> [Text for analysis]
Gottlobite, CaMg(VO4,AsO4)(OH), is a mineral in the adelite group found as isolated crystals or isometric grains of orange or orange-brown color. The size of the crystals are a half millimeter in diameter and are part of the orthorhombic crystal system. Gottlobite is the vanadate end member in a solid solution formed with adelite (CaMg(AsO4)(OH)). Gottlobite is also part of the vanadates and arsenates group. With these characteristics, it is similar to the minerals tangeite and austinite by X-ray diffraction methods.

==Occurrence==
Gottlobite is a relatively rare mineral where only a small quantity of the mineral has been found. It was first observed at the site of a long-abandoned mine on the northern slope of Gottlob hill in Friedrichroda, Thuringia, Germany by Jὒrgen Graf in August of 1996. As such, gottlobite got its name from its locality. Additionally, the German translation of "Lob" means "praise" and the German translation of "Gott" means "God", as deciphered by Google Translate. In the mine at this location, Gottlobite is found in hydrothermal veins of barite that are cutting through conglomerate. The crystals of gottlobite can be found embedded in these barite veins or as stand-alone crystals on surrounding minerals. The associated minerals in the area are hausmannite, barite, vanadian adelite, and muscovite.

> [Assignment A] According to the passage on gottlobite, why does the mineral bear that name? Answer in one to three sentences.
> [Assignment B] Reproduce word for word the portion of the passage on gottlobite starting with "Gottlobite, CaMg(VO4,AsO4)(OH), is" and going on through "X-ray diffraction methods.".

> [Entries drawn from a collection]

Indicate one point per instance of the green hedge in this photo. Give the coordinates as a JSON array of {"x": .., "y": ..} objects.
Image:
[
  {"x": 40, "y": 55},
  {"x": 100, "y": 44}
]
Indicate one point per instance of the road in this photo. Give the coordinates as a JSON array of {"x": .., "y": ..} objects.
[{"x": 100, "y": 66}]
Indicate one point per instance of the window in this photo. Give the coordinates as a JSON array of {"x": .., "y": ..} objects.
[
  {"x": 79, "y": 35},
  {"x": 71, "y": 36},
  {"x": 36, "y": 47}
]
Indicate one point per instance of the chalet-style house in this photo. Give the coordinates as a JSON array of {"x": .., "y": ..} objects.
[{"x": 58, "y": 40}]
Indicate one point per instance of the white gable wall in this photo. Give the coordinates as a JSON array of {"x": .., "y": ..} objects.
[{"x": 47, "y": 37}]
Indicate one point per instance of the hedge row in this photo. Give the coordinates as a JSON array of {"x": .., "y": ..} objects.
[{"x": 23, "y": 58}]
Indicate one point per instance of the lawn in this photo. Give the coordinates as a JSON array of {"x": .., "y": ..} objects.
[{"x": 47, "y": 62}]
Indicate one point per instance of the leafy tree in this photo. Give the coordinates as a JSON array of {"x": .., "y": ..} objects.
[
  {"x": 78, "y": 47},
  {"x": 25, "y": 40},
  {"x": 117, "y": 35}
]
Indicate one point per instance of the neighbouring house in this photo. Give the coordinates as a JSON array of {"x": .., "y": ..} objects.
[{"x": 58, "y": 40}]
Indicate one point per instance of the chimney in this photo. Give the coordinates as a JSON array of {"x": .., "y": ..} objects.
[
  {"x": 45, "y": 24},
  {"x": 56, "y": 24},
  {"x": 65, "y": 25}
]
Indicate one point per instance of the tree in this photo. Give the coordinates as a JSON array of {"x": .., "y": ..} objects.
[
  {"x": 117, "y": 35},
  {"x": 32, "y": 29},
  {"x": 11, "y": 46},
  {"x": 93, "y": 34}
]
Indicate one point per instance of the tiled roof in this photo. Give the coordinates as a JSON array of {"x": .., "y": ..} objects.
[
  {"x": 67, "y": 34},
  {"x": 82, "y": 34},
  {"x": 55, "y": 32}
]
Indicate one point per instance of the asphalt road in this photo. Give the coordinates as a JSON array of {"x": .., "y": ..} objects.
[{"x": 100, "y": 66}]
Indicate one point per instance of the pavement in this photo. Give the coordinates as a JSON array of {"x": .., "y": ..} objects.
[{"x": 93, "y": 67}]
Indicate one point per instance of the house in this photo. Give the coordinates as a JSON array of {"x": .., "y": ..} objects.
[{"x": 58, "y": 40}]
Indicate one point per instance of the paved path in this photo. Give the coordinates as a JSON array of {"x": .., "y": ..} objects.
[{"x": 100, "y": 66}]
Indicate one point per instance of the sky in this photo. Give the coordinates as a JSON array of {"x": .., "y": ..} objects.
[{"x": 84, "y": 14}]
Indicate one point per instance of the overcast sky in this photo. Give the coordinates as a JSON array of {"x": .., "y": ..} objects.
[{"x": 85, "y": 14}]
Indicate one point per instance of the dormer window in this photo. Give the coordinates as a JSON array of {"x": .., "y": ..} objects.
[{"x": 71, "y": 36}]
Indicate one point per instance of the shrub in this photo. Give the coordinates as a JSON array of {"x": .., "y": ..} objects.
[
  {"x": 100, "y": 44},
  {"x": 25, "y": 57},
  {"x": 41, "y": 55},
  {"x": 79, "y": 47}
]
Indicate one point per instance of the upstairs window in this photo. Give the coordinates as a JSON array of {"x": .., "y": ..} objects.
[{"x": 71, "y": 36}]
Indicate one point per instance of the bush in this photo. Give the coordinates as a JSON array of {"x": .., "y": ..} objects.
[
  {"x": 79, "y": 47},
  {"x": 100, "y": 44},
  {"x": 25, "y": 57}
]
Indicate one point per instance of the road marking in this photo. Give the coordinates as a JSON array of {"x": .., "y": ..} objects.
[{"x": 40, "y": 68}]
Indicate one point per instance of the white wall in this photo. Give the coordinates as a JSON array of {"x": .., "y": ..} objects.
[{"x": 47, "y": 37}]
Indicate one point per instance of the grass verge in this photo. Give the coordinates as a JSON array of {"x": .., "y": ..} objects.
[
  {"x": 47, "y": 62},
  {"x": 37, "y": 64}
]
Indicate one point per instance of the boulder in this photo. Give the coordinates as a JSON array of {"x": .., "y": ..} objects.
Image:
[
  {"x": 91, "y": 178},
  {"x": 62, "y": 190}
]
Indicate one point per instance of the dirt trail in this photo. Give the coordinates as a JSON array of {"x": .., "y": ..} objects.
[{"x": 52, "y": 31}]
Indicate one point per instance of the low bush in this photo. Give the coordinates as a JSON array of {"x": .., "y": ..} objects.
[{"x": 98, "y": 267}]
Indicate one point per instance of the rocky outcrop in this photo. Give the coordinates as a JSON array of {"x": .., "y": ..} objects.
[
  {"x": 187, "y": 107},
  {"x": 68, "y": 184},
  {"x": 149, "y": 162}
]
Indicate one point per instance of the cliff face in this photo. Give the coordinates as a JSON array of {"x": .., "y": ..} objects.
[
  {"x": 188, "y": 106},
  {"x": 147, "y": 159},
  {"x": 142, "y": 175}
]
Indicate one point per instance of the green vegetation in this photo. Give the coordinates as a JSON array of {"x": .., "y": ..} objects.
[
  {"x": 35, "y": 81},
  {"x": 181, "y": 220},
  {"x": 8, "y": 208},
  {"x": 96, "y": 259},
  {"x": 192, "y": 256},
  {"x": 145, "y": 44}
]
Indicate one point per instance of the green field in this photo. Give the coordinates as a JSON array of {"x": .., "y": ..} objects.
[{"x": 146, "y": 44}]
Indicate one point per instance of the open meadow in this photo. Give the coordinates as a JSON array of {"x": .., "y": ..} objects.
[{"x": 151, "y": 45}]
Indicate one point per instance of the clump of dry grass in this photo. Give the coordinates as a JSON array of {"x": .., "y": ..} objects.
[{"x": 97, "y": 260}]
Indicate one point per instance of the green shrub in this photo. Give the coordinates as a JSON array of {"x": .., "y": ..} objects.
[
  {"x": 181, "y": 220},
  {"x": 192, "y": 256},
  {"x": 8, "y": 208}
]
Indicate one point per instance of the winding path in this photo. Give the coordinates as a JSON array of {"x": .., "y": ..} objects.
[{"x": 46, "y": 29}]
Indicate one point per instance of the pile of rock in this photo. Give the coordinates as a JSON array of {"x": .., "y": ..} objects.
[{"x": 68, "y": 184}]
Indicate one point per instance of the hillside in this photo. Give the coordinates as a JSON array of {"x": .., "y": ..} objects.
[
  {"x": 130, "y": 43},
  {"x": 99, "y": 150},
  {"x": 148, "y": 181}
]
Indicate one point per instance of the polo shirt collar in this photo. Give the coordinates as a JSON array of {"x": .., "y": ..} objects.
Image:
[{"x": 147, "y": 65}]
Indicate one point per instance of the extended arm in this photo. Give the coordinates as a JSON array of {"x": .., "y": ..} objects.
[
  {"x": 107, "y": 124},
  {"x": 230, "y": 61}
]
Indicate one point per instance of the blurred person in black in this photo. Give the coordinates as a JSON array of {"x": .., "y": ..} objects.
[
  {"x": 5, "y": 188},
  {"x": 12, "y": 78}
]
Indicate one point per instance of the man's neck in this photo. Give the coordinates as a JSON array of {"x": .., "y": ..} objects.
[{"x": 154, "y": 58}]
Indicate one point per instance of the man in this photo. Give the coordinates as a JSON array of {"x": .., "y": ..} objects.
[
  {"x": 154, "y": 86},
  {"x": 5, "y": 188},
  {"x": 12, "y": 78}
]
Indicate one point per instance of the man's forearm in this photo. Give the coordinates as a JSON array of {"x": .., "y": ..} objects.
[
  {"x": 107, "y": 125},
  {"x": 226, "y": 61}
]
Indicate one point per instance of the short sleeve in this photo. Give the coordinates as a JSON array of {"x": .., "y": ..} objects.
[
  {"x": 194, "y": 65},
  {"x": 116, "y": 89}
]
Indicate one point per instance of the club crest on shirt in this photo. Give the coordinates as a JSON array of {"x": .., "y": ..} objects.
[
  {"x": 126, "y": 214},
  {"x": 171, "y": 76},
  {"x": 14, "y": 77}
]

> [Exercise output A] Gottlobite got its name from its locality. It was first observed at a long-abandoned mine on the northern slope of Gottlob hill in Friedrichroda, Thuringia, Germany.

> [Exercise output B]
Gottlobite, CaMg(VO4,AsO4)(OH), is a mineral in the adelite group found as isolated crystals or isometric grains of orange or orange-brown color. The size of the crystals are a half millimeter in diameter and are part of the orthorhombic crystal system. Gottlobite is the vanadate end member in a solid solution formed with adelite (CaMg(AsO4)(OH)). Gottlobite is also part of the vanadates and arsenates group. With these characteristics, it is similar to the minerals tangeite and austinite by X-ray diffraction methods.